§ **What to do**
Revise the listing lines from the one containing "mark the region of the chicken, every" through the one containing "154 157 L 151", swapping "chicken" for "hen" and changing nothing else. Output only those lines.

§ **Shape boundary listing**
####################
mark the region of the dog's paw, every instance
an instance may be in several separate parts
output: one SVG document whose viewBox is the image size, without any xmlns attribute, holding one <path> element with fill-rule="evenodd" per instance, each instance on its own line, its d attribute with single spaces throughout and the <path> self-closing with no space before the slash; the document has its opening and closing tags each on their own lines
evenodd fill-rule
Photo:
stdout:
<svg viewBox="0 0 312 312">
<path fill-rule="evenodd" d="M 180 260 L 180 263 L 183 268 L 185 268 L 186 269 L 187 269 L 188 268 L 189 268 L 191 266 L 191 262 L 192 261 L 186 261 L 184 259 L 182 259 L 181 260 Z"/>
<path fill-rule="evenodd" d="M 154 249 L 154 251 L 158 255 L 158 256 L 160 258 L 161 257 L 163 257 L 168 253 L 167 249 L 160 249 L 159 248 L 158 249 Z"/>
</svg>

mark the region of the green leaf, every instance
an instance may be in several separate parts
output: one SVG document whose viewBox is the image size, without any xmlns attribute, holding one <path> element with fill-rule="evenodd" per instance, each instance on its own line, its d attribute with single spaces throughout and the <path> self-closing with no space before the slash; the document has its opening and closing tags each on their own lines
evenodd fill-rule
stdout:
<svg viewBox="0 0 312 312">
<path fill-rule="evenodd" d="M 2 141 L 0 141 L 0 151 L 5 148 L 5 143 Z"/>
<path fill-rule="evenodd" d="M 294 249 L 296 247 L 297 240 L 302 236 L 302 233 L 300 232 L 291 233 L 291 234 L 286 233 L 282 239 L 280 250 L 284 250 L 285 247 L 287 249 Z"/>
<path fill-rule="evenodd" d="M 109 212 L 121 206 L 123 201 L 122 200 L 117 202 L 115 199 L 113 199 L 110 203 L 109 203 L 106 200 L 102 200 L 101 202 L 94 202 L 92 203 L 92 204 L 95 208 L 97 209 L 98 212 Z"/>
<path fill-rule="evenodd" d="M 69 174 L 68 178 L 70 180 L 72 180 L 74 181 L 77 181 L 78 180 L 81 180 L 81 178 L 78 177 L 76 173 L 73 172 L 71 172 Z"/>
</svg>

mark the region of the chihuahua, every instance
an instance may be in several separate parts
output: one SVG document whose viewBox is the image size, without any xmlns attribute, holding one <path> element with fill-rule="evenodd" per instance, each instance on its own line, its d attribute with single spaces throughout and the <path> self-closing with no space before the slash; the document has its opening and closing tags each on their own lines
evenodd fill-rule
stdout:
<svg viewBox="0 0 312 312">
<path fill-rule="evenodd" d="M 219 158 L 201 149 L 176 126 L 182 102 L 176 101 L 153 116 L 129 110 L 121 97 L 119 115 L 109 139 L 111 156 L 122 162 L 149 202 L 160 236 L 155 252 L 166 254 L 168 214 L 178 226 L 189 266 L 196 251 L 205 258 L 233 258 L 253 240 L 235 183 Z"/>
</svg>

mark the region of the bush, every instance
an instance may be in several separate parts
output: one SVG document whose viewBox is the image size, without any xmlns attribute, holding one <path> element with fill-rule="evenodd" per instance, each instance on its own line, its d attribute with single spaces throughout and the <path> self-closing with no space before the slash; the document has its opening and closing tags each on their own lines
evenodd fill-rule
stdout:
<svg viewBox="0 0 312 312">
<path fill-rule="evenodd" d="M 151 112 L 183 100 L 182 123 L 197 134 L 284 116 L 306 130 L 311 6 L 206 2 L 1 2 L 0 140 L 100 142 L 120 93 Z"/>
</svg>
####################
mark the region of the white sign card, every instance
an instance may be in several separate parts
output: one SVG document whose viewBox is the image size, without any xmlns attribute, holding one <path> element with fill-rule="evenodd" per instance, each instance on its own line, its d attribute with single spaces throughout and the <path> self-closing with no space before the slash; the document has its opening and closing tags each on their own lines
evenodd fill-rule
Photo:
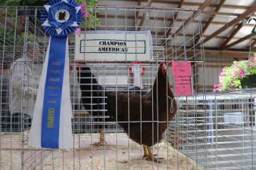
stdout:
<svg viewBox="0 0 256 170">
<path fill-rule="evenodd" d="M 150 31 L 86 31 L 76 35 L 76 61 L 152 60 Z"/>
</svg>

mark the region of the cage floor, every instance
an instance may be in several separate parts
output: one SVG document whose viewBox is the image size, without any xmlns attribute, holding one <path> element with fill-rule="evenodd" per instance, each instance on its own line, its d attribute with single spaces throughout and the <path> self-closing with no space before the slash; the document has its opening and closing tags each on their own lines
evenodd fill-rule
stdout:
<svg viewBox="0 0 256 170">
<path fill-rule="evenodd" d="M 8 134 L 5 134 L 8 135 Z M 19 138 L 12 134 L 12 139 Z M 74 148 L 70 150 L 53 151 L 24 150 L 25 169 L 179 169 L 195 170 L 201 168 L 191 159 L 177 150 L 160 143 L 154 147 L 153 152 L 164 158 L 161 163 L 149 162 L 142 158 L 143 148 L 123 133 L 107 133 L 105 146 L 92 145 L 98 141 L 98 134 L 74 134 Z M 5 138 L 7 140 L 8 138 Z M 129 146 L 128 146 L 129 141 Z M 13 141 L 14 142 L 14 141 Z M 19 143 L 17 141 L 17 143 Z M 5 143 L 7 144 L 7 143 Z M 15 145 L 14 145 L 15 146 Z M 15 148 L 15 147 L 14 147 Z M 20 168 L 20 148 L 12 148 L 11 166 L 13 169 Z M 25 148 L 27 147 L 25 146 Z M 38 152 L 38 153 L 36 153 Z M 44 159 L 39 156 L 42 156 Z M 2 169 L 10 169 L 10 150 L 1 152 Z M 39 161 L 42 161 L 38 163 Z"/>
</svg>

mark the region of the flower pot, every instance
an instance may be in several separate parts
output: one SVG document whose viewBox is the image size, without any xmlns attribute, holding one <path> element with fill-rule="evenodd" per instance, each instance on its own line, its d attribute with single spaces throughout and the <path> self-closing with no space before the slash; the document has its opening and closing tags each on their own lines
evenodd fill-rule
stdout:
####################
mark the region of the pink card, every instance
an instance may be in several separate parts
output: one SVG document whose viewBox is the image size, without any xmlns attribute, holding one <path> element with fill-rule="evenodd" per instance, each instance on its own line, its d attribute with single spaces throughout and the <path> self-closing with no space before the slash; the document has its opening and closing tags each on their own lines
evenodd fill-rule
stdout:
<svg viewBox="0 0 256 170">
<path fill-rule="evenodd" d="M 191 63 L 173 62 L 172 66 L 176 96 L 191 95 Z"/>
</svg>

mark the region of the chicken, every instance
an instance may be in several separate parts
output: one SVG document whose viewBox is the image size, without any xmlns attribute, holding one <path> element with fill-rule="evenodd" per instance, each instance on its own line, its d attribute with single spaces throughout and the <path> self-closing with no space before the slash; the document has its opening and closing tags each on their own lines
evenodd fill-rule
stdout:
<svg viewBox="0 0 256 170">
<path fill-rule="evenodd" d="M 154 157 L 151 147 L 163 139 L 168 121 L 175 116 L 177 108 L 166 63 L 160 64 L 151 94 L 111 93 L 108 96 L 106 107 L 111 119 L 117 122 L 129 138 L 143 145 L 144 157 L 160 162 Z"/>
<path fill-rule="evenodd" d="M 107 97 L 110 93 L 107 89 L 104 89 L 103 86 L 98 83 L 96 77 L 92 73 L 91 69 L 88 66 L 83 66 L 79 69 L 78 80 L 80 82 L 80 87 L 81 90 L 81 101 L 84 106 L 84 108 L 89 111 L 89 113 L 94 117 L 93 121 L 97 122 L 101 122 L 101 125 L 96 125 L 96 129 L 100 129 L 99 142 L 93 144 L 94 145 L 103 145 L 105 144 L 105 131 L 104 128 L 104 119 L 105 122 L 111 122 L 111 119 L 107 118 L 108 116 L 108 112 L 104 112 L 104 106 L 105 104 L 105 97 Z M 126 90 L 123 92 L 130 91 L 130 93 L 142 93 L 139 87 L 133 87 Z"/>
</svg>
####################
§ **Solution to the problem**
mark the region of the hen, every instance
an instance may be in several separate parts
output: one SVG document whose viewBox is the image size, without any xmlns attribute, holding one <path> element with fill-rule="evenodd" per instance, each instance on its own line, its d attribute with single spaces throughout and the <path> self-closing with no space before the slash; the document has its opening and closing tags each on their own lines
evenodd fill-rule
stdout:
<svg viewBox="0 0 256 170">
<path fill-rule="evenodd" d="M 154 157 L 151 147 L 163 139 L 168 121 L 175 116 L 177 108 L 166 63 L 160 64 L 151 94 L 111 93 L 108 96 L 106 107 L 111 119 L 117 122 L 129 138 L 143 145 L 144 157 L 160 162 Z"/>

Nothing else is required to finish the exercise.